In the forum thread below about the TiVo app and the TS4K, which app does one poster say they use with their Stream 4K?

### Text shown
=-=-=
# TiVo smartphone app & TS4K do nothing, right?



## eskovan (Sep 30, 2002)

Pretty self-explanatory, the old TiVo app doesn’t do anything with the TS4K, correct? I opened it and it doesn’t even list my TS4K as a device, even though tivo.com obviously does. I have an iPhone if it matters.

Is the app then eventually going to fade away like their DVRs or is TiVo planning on adding the TS4K to its old app’s functionality? Just seems a little odd that in today’s world the TS4K has no smartphone access, other than thru the Sling app.


----------



## dbpaddler (Sep 25, 2004)

The TS4k is not related to the dvr platform in any way, shape or form. 

Sent from my SM-N981U using Tapatalk


----------



## eskovan (Sep 30, 2002)

dbpaddler said:


> The TS4k is not related to the dvr platform in any way, shape or form.
> 
> Sent from my SM-N981U using Tapatalk


I know that, I was questioning if TiVo is possibly going to update or release a new app that also integrates with the TS4K. Something that could serve as a more complex remote control or extend its search functionality.

I guess not many people used their app with their DVRs, so no..


----------



## dbpaddler (Sep 25, 2004)

eskovan said:


> I know that, I was questioning if TiVo is possibly going to update or release a new app that also integrates with the TS4K. Something that could serve as a more complex remote control or extend its search functionality.
> 
> I guess not many people used their app with their DVRs, so no..


Yeah, that's not happening.

Sent from my SM-N981U using Tapatalk


----------



## Johnwashere (Sep 17, 2005)

I use the "Android TV Remote Control" for my stream 4k. Its basic but works fine.


----------



## XRaiderV17 (Jan 15, 2021)

sometimes less is more..its not overloaded with 'me me me me' like the roku app is, so I dont complain.


----------
=-=-=
### Data extract
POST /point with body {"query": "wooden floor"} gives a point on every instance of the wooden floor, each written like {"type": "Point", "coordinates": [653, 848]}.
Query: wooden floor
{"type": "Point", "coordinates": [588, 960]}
=-=-=
### Written response
The "Android TV Remote Control" app.